━━━━━ PASSAGE SHOWN

Antonio Briseño Vázquez (born 5 February 1994), also known as El Pollo, is a Mexican professional footballer who plays as a centre-back for Liga MX club Guadalajara.

Club career

Early career
In 2008, Briseño joined the youth academy of Atlas, successfully going through the U-17, U-20 and Premier sides. First team coach Juan Carlos Chávez eventually promoted Briseño to the first team in 2011.

Atlas
Briseño made his professional league debut with Atlas on September 30, 2011, against Chiapas. He came on as a substitute for Flavio Santos in the 86th minute of the game.
During his time at Atlas, Briseño struggled for playing time, and only managed to appear in ten matches for the club.

Tigres UANL

On 1 July 2014, Briseño was transferred to Tigres UANL. He played the second leg of the finals of the Apertura 2015 season, winning his first professional league title. He also made seven appearances in the 2015 Copa Libertadores as Tigres finished runner-up in the competition.

Struggling for playing time, Briseño was sent on loan to Ascenso MX side Juárez in 2015, and in December 2016 he was loaned out to Veracruz for the Clausura 2017 season.

━━━━━━━━━━
━━━━━ DATA SECTION

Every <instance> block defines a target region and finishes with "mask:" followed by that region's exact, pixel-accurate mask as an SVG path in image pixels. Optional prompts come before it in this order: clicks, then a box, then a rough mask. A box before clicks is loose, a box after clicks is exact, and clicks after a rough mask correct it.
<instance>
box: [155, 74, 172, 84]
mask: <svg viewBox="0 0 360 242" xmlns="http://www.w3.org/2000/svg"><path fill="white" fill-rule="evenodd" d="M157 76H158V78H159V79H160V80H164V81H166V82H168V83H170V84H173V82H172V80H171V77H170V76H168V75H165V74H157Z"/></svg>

━━━━━━━━━━

**INSTRUCTIONS:**
(A) In one to three sentences, explain why the Briseño biography says he was sent on loan to Juárez.
(B) From the Briseño biography, copy word for word the part that opens with the words containing "Antonio Briseño Vázquez" and closes with "MX club Guadalajara.".
You can set the material above aside; it plays no part in this exercise.

**EXERCISE ANSWERS:**
(A) He was sent on loan to Ascenso MX side Juárez in 2015 because he was struggling for playing time.

(B)
Antonio Briseño Vázquez (born 5 February 1994), also known as El Pollo, is a Mexican professional footballer who plays as a centre-back for Liga MX club Guadalajara.